## YANG DIMINTA
Teruskan berita di bawah tentang ancaman tenggelam di pesisir utara Pekalongan, mulai setelah kalimat terakhirnya.

Kondisi Pesisir Utara Pekalongan Mengkhawatirkan, Ancaman Tenggelam Kian Nyata

Kondisi Pesisir Utara Pekalongan Mengkhawatirkan, Ancaman Tenggelam Kian Nyata

Robby Bernardi - detikJateng
Sabtu, 05 Nov 2022 13:34 WIB
Kondisi Wonokerto, Kabupaten Pekalongan saat banjir rob. Foto diambil Januari 2022.
Kondisi Wonokerto, Kabupaten Pekalongan saat banjir rob. Foto diambil Januari 2022. (Foto: dok. istimewa)
Kab Pekalongan -

Kota Pekalongan diprediksi akan tenggelam di tahun 2035 mendatang akibat penurunan muka tanah tiap tahunnya. Fenomena yang sama ternyata juga melanda wilayah utara Kabupaten Pekalongan.

Berbeda dengan Kota Pekalongan yang merupakan masuk wilayah datar, Kabupaten Pekalongan secara topografis memiliki perpaduan antara wilayah datar dan dataran tinggi.

Kabupaten Pekalongan bagian utara inilah yang juga ikut terancam krisis iklim, banjir dan rob. Salah satu yang terdampak di Kecamatan Wonokerto.

SCROLL TO CONTINUE WITH CONTENT

Bahkan, satu dusun di Wonokerto ini, kini terpisah dari daratan dan menjadi 'pulau' yakni Dusun Simonet, Desa Semut. Tidak hanya itu, banjir dan rob juga kerap terjadi di wilayah Wonokerto.

Peneliti pusat riset penginderaan jarak jauh Badan Riset dan Inovasi Nasional (BRIN), Galdita A Chulafak, dalam webinar yang digelar pada Kamis (03/11), yang diprakarsai oleh Satya Bumi dengan tema 'Krisis Iklim: Ancaman Tenggelamnya Kota Pekalongan', menunjukan data terjadi penurunan tanah di pesisir utara, dan merubah garis pantai.

## DATA MENTAH
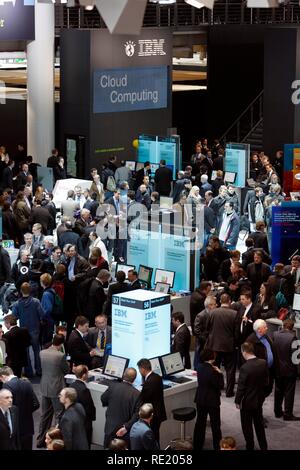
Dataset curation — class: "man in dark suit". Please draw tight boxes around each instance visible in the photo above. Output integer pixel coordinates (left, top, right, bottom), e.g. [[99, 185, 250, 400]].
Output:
[[236, 291, 259, 344], [72, 365, 96, 448], [247, 251, 271, 300], [128, 269, 142, 290], [59, 387, 89, 450], [68, 316, 96, 369], [273, 320, 300, 421], [137, 358, 167, 443], [37, 335, 69, 448], [247, 319, 275, 398], [105, 271, 130, 320], [0, 367, 40, 450], [235, 342, 268, 450], [207, 294, 239, 397], [0, 388, 20, 450], [194, 349, 224, 450], [135, 162, 151, 189], [130, 403, 159, 450], [85, 313, 111, 368], [172, 312, 191, 369], [101, 367, 140, 448], [154, 160, 173, 196], [2, 160, 15, 189], [3, 315, 31, 377]]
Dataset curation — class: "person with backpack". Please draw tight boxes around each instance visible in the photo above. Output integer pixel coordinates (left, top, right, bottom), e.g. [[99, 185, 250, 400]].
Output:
[[12, 282, 46, 377], [40, 273, 63, 345]]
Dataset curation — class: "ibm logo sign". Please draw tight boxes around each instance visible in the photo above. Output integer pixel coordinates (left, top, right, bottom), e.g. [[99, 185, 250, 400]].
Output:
[[124, 39, 166, 57]]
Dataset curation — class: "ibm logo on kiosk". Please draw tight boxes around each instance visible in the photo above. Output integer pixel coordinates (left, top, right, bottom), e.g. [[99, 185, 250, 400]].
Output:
[[124, 39, 166, 57]]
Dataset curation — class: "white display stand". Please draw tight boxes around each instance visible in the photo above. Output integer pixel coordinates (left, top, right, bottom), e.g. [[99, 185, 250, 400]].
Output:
[[53, 178, 92, 209], [112, 289, 171, 368]]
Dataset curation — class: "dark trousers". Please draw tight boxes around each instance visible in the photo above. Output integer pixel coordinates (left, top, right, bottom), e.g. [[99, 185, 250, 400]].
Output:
[[215, 350, 236, 396], [274, 377, 296, 416], [20, 434, 33, 450], [241, 406, 268, 450], [194, 406, 222, 450]]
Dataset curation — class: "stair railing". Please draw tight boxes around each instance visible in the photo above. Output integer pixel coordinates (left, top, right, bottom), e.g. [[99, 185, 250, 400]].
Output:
[[219, 90, 264, 146]]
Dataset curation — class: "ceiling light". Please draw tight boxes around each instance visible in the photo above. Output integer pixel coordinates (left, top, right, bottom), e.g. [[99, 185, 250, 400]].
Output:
[[184, 0, 214, 9]]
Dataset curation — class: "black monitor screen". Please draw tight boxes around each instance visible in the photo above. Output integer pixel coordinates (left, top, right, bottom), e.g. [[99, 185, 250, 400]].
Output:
[[103, 354, 129, 379]]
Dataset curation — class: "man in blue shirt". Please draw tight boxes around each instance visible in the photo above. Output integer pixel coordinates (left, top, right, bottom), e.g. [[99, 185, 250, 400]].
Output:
[[247, 319, 275, 398]]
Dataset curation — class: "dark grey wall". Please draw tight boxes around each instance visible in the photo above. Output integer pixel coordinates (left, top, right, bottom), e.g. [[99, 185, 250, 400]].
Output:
[[60, 28, 172, 175], [264, 28, 300, 154]]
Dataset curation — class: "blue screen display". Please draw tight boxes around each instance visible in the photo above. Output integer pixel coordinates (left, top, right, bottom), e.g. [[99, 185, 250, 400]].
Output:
[[93, 66, 168, 113]]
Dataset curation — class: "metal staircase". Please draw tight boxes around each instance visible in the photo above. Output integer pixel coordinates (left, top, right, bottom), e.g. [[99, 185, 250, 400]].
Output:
[[219, 90, 264, 150]]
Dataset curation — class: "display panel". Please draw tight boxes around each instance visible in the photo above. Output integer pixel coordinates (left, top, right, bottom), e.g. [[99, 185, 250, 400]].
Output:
[[154, 269, 175, 287], [103, 354, 129, 379], [161, 352, 184, 375], [138, 264, 153, 285], [149, 357, 163, 377], [116, 264, 135, 278], [93, 66, 168, 113]]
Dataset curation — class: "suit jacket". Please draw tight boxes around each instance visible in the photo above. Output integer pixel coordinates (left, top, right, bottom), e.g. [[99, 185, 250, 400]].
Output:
[[40, 347, 69, 397], [2, 166, 13, 189], [59, 403, 89, 450], [207, 307, 239, 352], [273, 330, 297, 378], [154, 166, 173, 196], [130, 279, 142, 290], [71, 380, 96, 422], [101, 382, 140, 436], [68, 330, 91, 367], [3, 326, 31, 369], [139, 372, 167, 425], [195, 362, 224, 408], [85, 325, 111, 348], [235, 357, 269, 410], [60, 199, 80, 222], [130, 419, 159, 450], [29, 207, 54, 235], [0, 405, 21, 450], [172, 323, 191, 369], [3, 377, 40, 436]]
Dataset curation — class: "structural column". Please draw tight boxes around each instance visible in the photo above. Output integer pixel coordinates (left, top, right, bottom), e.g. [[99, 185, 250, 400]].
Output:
[[27, 1, 54, 165]]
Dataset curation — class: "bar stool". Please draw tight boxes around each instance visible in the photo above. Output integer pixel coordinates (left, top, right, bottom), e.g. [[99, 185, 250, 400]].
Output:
[[172, 406, 196, 440]]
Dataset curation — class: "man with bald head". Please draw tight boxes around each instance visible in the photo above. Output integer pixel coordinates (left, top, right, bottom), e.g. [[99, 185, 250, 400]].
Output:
[[101, 367, 140, 448]]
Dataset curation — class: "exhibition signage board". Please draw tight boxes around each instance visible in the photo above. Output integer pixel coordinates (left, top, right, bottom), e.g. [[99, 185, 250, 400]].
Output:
[[224, 142, 250, 188], [283, 144, 300, 194], [94, 66, 168, 113], [112, 289, 171, 374], [0, 0, 35, 41], [272, 202, 300, 265]]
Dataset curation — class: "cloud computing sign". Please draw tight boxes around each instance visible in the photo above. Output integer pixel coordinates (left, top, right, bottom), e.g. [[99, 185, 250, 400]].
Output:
[[93, 65, 168, 113], [0, 0, 35, 41]]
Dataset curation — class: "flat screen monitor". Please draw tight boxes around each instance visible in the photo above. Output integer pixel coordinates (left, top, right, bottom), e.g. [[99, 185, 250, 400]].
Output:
[[155, 282, 170, 294], [154, 269, 175, 287], [293, 294, 300, 312], [224, 171, 236, 183], [159, 196, 173, 209], [211, 170, 217, 181], [125, 160, 136, 171], [150, 163, 159, 174], [135, 162, 144, 171], [161, 352, 184, 376], [103, 354, 129, 379], [149, 357, 163, 377], [138, 264, 153, 286], [116, 263, 135, 279]]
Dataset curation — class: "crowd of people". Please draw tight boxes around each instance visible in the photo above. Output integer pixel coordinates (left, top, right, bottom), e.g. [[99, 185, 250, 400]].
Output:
[[0, 139, 300, 450]]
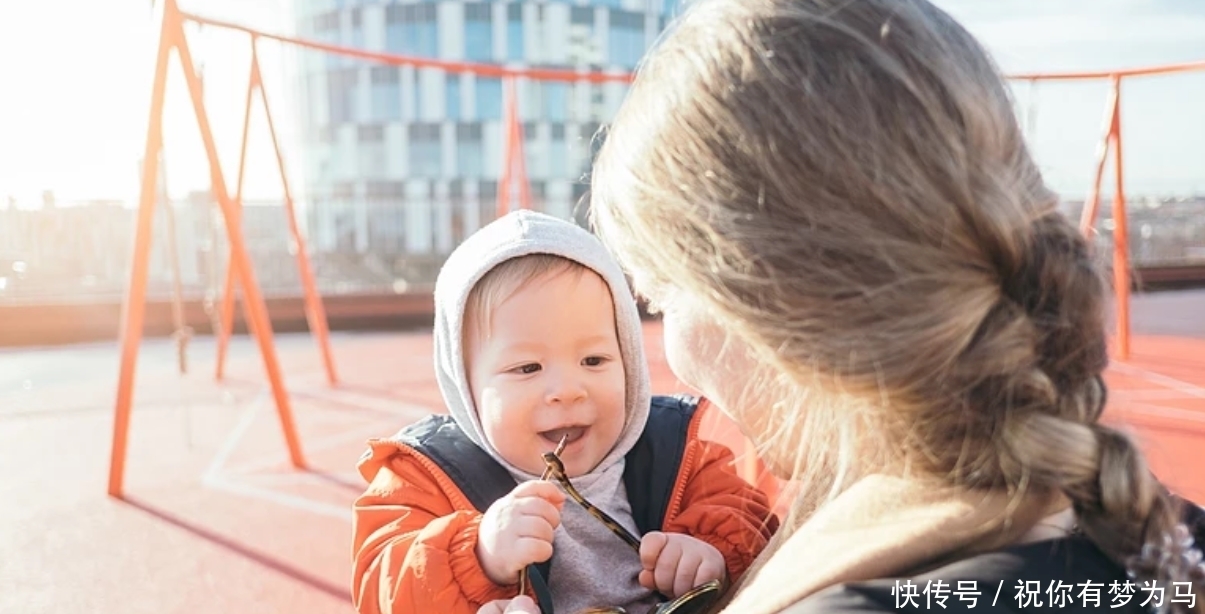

## JAWABAN LATIHAN
ADVERTISEMENT

Temuan BRIN menunjukkan laju penurunan permukaan tanah di wilayah pantai utara Jawa Tengah relatif tinggi. Galdita A Chulafak menyebut, jika menggunakan data penginderaan jauh atau remote sensing, penurunan permukaan tanah di Pekalongan berbeda-beda mulai dari 4-11 cm.

"Selain itu, data juga menunjukkan adanya rekayasa pesisir di Wonokerto, di mana terjadi perubahan muara sungai yang tadinya aliran tidak langsung mengarah ke laut karena terhalang barrier sedimen, menjadi langsung ke laut dengan dibangunnya jetty dan dihilangkannya barrier alam, sebagaimana diduga oleh masyarakat sekitar menjadi penyebab utama terjadinya rob," ujar dia.

Data yang digunakan melakukan pengamatan secara historis dengan menggunakan data satelit landsat yang dilakukan di wilayah Pekalongan. Ia lakukan pengamatan perlima tahun sejak tahun 1988. Ia juga menampilkan kondisi real pesisir Utara Pekalongan dari Landsat, tahun ke tahun yang berubah, baik garis pantai maupun penambahan genangan air.

"Ini adalah perbandingan dari garis pantai dari tahun 1988-2021, terjadi abrasi di wilayah pesisir Pekalongan, hampir sebagian besar mengalami abrasi di Desa Semut, Pecakaran, Bandengan dan sekitarnya," katanya.

Dari temuannya, di Dusun Simonet telah terjadi abrasi sejak tahun 2003. "Dusun Simonet, ada perbedaan 2003 terjadi abrasi tipis-tipis abrasi di tahun 2020 di bagian tengah dan semakin terkikis lagi di 2021 dan 2022 hampir seluruh wilayah rumah di sini tergenang rob dan jalanpun seperti sungai," katanya.

Dalam kesempatan yang sama, Komarudin, Kepala Desa Api-Api, Kecamatan Wonokerto, menceritakan perjalanan air rob masuk ke tambak dan pemukiman, yang merubah pola kehidupan warganya.

"Awal mula ada air rob masuk ke pemukiman berawal dari program pemerintah kabupaten sekitar tahun 2004-2005, program normalisasi sungai. Waktu itu (sungai) didalami dan dilebarin. Mau tidak mau muara dilebarin dibarengi dengan pemindahan TPI Wonokerto yang semula di tengah pemukiman dipindah ke muara sungai. Muara ini bentuknya mangap lurus lebar ke pantai, tanpa ada penghalang lagi," Katanya.

Dengan kondisi tersebut menurutnya air laut dengan mudah masuk tanpa tanggul alami.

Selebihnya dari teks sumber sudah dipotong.